[Items start]
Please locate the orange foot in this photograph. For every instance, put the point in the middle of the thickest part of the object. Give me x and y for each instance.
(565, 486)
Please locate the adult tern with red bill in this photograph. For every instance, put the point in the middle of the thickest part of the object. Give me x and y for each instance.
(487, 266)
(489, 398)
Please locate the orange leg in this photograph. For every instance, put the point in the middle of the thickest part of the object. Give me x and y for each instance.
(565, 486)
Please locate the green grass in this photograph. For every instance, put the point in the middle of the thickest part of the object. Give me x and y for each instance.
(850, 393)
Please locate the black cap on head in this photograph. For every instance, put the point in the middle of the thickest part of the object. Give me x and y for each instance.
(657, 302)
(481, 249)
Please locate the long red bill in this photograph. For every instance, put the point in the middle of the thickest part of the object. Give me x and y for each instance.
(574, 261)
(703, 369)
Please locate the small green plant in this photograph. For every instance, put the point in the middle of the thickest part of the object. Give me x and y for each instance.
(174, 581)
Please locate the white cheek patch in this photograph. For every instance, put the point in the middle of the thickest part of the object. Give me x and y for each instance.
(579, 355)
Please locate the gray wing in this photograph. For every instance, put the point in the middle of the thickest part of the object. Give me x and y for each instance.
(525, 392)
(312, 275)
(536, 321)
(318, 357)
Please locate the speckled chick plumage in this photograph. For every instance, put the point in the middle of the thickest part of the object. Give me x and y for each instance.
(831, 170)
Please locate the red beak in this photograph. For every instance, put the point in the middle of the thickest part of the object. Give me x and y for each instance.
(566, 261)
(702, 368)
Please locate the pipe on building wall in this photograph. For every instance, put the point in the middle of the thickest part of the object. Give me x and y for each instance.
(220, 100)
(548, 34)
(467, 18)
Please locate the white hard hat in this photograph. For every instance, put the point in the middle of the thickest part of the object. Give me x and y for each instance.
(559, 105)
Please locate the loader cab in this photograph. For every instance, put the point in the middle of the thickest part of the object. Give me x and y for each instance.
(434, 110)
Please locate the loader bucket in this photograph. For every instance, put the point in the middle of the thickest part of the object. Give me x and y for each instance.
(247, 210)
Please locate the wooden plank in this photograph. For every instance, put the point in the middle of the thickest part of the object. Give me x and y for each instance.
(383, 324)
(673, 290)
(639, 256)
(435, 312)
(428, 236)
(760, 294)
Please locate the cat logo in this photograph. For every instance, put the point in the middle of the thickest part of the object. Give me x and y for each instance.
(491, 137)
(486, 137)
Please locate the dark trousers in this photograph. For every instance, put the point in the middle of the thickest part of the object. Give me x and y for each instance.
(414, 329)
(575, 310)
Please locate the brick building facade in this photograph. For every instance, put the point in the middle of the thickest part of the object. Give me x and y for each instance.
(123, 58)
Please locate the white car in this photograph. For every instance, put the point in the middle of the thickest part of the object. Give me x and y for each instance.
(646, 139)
[Items end]
> Task to carry out:
Could you give everything from the line containing "Please locate the white car" down to the end of the records again, swapping "white car" for "silver car" and leaving all else unchanged?

> Solution below:
Please locate the silver car in this photograph. For every instance, put the point in the middle of the thickest part of the object. Give me x and y for each instance.
(646, 139)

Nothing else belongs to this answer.